*** PASSAGE Section Begins ***
Trump fires first salvo on drug prices
President Trump is beginning to move on high drug prices, unveiling a series of modest proposals in his budget request released Monday.
It’s the first time Trump has issued major proposals to lower drug prices since coming to the White House, despite criticizing pharmaceutical companies last year and accusing them of “getting away with murder.”
{mosads}Advocates for lowering drug costs greeted the proposals on Monday as a step in the right direction, but said they are not nearly enough.
David Mitchell, founder of the advocacy group Patients for Affordable Drugs, said the proposals are “tinkering around the edges” of the issue but do not get at the “root cause, which is the drug companies charge too much money.”
The proposals in Trump’s budget include capping out-of-pocket drug costs for Medicare enrollees, allowing up to five states to join together to negotiate drug prices in Medicaid, limiting the growth rate of certain Medicare drug payments to inflation and requiring insurers to pass drug discounts on to consumers.
Notably, the proposals do not include more sweeping changes that Trump has supported in the past, such as Medicare negotiating drug prices or allowing the importation of drugs from abroad.
Stephen Ubl, CEO of the Pharmaceutical Research and Manufacturers of America (PhRMA), the biggest trade group for the drug industry, issued a measured response to the proposal, praising some aspects like having insurers pass discounts on to patients.
But he said “we have concerns with other elements of the budget request which appear to limit access to innovative medicines and erode market-based systems in Medicare Part D and Part B.”
Lobbyists said there are proposals in the budget that the pharmaceutical industry is likely to oppose, but none of them are drastic enough to warrant a full-scale revolt from the industry.
Furthermore, many of the changes would require congressional action, which seems unlikely to happen during an election year.
The main worry for the industry is that the administration would seek to enact some of the policy changes on its own.
One lobbyist said some proposals are “marginally bad for industry depending on one’s portfolio,” but “I wouldn’t say there’s anything transformative.”
A second lobbyist said that while industry is still sorting through the proposals, there had not been any changes that so far have provoked an, “oh my God, red alert.”
“The administration is taking great pains to avoid really challenging pharma,” said Peter Maybarduk, who advocates for lowering drug prices at the group Public Citizen.
A Department of Health and Human Services (HHS) official on Monday left the door open to some of the proposals being acted on administratively, but emphasized the need for congressional action.
*** PASSAGE Section Ends ***
• _PROBLEM 1_
List every proposal the article on Trump's drug-price budget says his budget includes.
• _PROBLEM 2_
Do these statements agree with the article on Trump's drug-price budget? Answer yes or no for each and quote the words that decide it.
(a) The budget proposals include allowing the importation of drugs from abroad.
(b) Stephen Ubl praised having insurers pass discounts on to patients.
(c) Up to ten states could join together to negotiate drug prices in Medicaid.
• _PROBLEM 3_
Go on with the article on Trump's drug-price budget, starting after its final sentence.
*** INFORMATION Section Begins ***
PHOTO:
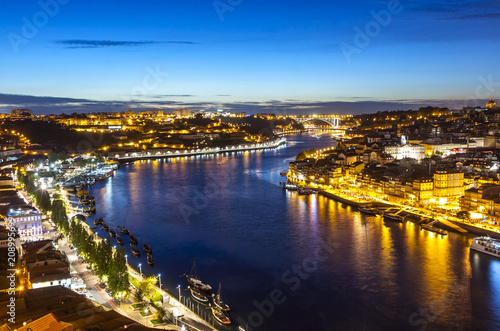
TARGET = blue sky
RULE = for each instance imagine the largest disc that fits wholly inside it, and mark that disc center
(250, 55)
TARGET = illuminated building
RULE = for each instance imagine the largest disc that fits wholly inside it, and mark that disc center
(448, 184)
(491, 104)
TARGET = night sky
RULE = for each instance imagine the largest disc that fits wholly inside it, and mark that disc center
(251, 55)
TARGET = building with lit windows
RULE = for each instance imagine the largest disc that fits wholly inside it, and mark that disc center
(27, 219)
(491, 104)
(400, 152)
(448, 185)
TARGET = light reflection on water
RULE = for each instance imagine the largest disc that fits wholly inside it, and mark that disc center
(228, 213)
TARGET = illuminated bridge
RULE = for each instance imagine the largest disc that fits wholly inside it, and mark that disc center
(333, 120)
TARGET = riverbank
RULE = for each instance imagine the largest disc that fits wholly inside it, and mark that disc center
(164, 153)
(413, 216)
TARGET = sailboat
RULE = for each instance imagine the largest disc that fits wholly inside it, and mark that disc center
(218, 301)
(195, 282)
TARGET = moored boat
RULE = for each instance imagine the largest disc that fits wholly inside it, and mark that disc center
(150, 260)
(218, 301)
(146, 248)
(123, 231)
(133, 240)
(197, 295)
(368, 211)
(305, 191)
(393, 217)
(434, 229)
(486, 245)
(135, 251)
(195, 282)
(220, 316)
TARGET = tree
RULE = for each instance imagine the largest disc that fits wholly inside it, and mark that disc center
(43, 200)
(302, 156)
(138, 296)
(463, 215)
(118, 274)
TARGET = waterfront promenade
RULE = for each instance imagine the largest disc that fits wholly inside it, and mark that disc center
(164, 153)
(446, 220)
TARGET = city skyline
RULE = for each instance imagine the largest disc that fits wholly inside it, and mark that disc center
(286, 57)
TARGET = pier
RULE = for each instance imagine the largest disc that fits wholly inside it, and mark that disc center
(158, 154)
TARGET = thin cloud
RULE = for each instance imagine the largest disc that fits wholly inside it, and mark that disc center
(54, 105)
(82, 43)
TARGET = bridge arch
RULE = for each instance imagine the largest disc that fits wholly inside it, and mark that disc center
(334, 122)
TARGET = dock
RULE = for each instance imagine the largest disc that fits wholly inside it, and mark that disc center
(453, 226)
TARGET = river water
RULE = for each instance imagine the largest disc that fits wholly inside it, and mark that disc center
(290, 262)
*** INFORMATION Section Ends ***
• _ANSWER SECTION 1_
- Capping out-of-pocket drug costs for Medicare enrollees
- Allowing up to five states to join together to negotiate drug prices in Medicaid
- Limiting the growth rate of certain Medicare drug payments to inflation
- Requiring insurers to pass drug discounts on to consumers

• _ANSWER SECTION 2_
(a) No: "the proposals do not include more sweeping changes that Trump has supported in the past, such as Medicare negotiating drug prices or allowing the importation of drugs from abroad."
(b) Yes: "praising some aspects like having insurers pass discounts on to patients."
(c) No: "allowing up to five states to join together to negotiate drug prices in Medicaid"

• _ANSWER SECTION 3_
“HHS will continue to look for opportunities for administrative reforms in the drug pricing space,” the official said. “But congressional action is necessary to make many of the reforms outlined in the budget permanent over the long term.”
Many of the ideas in the budget change how the pie is divided up among drug companies, insurers and patients, rather than changing the overall size of the pie by reducing prices. The cap on Medicare costs for beneficiaries, for example, or having insurers pass on discounts to consumers would not lower the overall price of drugs.
Lobbyists said the pharmaceutical industry is more likely to be worried about the proposals that more directly go after prices. One of those is allowing up to five states to negotiate Medicaid drug prices. Another is limiting the growth of payments under Medicare Part B, which covers drugs administered in doctors’ offices, to no more than inflation.
The Part B proposal is similar in some ways to a proposal to lower drug prices under former President Obama that was ultimately dropped in the face of fierce opposition from the pharmaceutical industry and medical providers.
“There are some ideas we think are positive, but they’re not coupled with the kind of large reforms that are necessary,” said Maybarduk, of Public Citizen.
Rachel Sachs, a professor at Washington University in St. Louis who does work on drug pricing issues, said the proposals would provide relief for some Medicare and Medicaid beneficiaries, but do almost nothing for the majority of Americans who get insurance through their jobs and face high drug costs.
Sachs said the proposals did not seem to match Trump’s rhetoric about drug companies.
“This is a very pharma-friendly set of proposals in many ways,” she said.